● **Instructions to follow**
Copy the mailing-list reply on test expectation language below word for word, in full.

● **Text segment**
++++++++++++++++++++

Test expectation language (was Re: [squeak-dev] The Inbox: CollectionsTests-dtl.209.mcz)

Frank Shearar frank.shearar at gmail.com
Sun Jan 5 14:05:26 UTC 2014


On 4 January 2014 23:50, Colin Putney <colin at wiresong.com> wrote:
>
>
>
> On Sat, Jan 4, 2014 at 12:04 PM, Frank Shearar <frank.shearar at gmail.com>
> wrote:
>
>>
>>
>> It's one of the few things I actually _like_ about Ruby, that RSpec
>> has such a nice DSL. I'm not a huge fan of Cucumber (it's possible the
>> next few months will either make me hate or love it yet: it's in heavy
>> use at my new job), so I'm not talking about a language completely
>> different to the host language. It's just that, sometimes, like here,
>> I miss Ruby's implicit receivers.
>
>
> Weird. That's the thing I dislike about Ruby. It makes it so easy to play
> around with the appearance of code that the Ruby community has become
> obsessed with DSLs. It's gotten to the point that libraries and frameworks
> are designed more with an eye to a cool DSL than to simplicity or
> expressivity or performance.  On the other hand, simply knowing Ruby, the
> language, is no longer sufficient to be able to read code and understand it,
> you also have to know the semantics of the DSL being used. Since they're
> never documented, that means reverse engineering (without a decent debugger)
> the weird execution environment they've set up to make the DSL work, or
> reading blog posts and mailing lists from the last 3 years to find an
> explanation of the DSL.
>
> I much prefer the Smalltalk community's tendency to build layers of
> abstraction, while sticking to idiomatic Smalltalk. DSLs have their uses,
> but I prefer to see them implemented with a well-defined grammar and a
> parser. That gives a lot more syntactic freedom in the design of the DSL and
> makes it much easier to understand what's happening at runtime.
>
> Ok, rant over, back to testing.

Yes. It's not just implicit receivers here, it's also instance_eval
and friends. And "external" DSLs make it clear in what language (hence
what semantics) you're working at any given point.

++++++++++++++++++++

● **Information provided**
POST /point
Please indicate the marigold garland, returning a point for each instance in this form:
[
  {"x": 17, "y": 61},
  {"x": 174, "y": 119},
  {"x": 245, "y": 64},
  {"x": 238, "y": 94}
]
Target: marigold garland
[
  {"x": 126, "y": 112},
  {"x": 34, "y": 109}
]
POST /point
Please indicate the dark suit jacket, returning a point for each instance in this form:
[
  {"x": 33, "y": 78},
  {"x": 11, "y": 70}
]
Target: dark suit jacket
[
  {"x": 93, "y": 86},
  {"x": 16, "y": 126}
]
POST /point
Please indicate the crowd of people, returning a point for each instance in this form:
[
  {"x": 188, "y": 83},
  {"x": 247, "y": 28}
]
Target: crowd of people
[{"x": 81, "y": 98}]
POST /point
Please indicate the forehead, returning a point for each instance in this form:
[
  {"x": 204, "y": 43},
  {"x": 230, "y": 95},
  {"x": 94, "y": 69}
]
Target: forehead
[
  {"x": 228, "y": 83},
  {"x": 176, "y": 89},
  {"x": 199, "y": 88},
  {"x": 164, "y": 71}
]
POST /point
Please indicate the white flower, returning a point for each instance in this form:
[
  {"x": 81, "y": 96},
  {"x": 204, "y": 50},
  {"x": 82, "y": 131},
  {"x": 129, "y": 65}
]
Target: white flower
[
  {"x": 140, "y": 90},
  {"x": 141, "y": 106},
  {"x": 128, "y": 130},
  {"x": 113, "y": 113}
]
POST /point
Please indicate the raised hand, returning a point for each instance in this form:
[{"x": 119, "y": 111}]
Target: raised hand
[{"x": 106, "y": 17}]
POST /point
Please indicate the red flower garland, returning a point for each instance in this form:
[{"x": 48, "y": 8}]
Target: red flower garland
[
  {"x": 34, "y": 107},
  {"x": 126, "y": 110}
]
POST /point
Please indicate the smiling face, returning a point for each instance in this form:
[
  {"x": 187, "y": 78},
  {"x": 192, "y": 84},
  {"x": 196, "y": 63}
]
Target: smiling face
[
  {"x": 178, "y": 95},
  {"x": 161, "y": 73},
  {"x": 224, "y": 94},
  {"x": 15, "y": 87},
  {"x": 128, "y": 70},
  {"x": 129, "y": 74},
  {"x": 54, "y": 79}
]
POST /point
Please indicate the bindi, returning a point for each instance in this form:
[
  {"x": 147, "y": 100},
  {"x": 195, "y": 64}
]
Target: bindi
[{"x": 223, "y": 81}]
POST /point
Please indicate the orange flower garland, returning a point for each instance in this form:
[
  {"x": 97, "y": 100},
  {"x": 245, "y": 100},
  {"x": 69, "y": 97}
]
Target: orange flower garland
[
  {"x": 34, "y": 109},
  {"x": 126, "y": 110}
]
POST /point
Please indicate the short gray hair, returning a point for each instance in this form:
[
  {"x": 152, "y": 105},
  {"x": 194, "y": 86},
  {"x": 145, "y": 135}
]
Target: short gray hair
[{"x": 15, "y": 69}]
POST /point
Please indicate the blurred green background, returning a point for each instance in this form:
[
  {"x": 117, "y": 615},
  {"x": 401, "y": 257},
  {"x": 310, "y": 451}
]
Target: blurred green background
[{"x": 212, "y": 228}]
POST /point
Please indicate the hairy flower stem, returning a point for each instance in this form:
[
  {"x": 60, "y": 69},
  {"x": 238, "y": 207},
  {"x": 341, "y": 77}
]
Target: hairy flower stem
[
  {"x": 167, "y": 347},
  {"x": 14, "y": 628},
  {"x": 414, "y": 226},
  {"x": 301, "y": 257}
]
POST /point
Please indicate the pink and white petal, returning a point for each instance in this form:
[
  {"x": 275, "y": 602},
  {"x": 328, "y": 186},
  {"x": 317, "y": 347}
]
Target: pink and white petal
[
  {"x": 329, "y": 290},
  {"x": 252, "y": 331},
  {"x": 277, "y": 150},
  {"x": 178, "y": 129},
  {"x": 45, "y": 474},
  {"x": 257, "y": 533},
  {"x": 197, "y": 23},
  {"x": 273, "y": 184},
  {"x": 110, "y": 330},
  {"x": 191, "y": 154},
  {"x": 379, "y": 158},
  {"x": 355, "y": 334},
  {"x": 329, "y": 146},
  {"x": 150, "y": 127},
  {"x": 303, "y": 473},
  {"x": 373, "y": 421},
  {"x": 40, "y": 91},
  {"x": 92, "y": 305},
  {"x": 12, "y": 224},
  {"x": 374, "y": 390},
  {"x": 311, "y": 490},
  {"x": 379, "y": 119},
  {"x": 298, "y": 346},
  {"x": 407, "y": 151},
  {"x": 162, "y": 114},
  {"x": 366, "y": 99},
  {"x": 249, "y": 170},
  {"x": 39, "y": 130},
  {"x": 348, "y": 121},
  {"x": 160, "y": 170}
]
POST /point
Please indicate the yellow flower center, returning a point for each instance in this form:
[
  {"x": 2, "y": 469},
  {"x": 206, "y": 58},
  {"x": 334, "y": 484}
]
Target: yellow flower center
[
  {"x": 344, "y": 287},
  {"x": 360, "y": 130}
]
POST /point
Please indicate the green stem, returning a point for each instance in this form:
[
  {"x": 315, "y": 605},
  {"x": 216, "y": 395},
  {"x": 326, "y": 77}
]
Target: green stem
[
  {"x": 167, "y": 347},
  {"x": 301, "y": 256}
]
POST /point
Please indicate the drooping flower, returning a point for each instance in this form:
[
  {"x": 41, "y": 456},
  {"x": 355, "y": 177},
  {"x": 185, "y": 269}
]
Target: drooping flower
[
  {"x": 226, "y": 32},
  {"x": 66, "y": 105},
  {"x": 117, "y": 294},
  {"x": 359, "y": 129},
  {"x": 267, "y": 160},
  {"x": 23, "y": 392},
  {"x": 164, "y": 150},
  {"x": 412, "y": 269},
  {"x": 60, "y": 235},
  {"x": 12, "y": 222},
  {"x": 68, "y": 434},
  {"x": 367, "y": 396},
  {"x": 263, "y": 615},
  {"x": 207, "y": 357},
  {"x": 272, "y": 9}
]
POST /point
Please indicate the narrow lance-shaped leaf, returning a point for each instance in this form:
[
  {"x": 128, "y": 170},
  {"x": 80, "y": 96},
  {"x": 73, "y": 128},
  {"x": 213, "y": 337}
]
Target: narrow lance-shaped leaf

++++++++++++++++++++

● **Exercise result**
Test expectation language (was Re: [squeak-dev] The Inbox: CollectionsTests-dtl.209.mcz)

Frank Shearar frank.shearar at gmail.com
Sun Jan 5 14:05:26 UTC 2014


On 4 January 2014 23:50, Colin Putney <colin at wiresong.com> wrote:
>
>
>
> On Sat, Jan 4, 2014 at 12:04 PM, Frank Shearar <frank.shearar at gmail.com>
> wrote:
>
>>
>>
>> It's one of the few things I actually _like_ about Ruby, that RSpec
>> has such a nice DSL. I'm not a huge fan of Cucumber (it's possible the
>> next few months will either make me hate or love it yet: it's in heavy
>> use at my new job), so I'm not talking about a language completely
>> different to the host language. It's just that, sometimes, like here,
>> I miss Ruby's implicit receivers.
>
>
> Weird. That's the thing I dislike about Ruby. It makes it so easy to play
> around with the appearance of code that the Ruby community has become
> obsessed with DSLs. It's gotten to the point that libraries and frameworks
> are designed more with an eye to a cool DSL than to simplicity or
> expressivity or performance.  On the other hand, simply knowing Ruby, the
> language, is no longer sufficient to be able to read code and understand it,
> you also have to know the semantics of the DSL being used. Since they're
> never documented, that means reverse engineering (without a decent debugger)
> the weird execution environment they've set up to make the DSL work, or
> reading blog posts and mailing lists from the last 3 years to find an
> explanation of the DSL.
>
> I much prefer the Smalltalk community's tendency to build layers of
> abstraction, while sticking to idiomatic Smalltalk. DSLs have their uses,
> but I prefer to see them implemented with a well-defined grammar and a
> parser. That gives a lot more syntactic freedom in the design of the DSL and
> makes it much easier to understand what's happening at runtime.
>
> Ok, rant over, back to testing.

Yes. It's not just implicit receivers here, it's also instance_eval
and friends. And "external" DSLs make it clear in what language (hence
what semantics) you're working at any given point.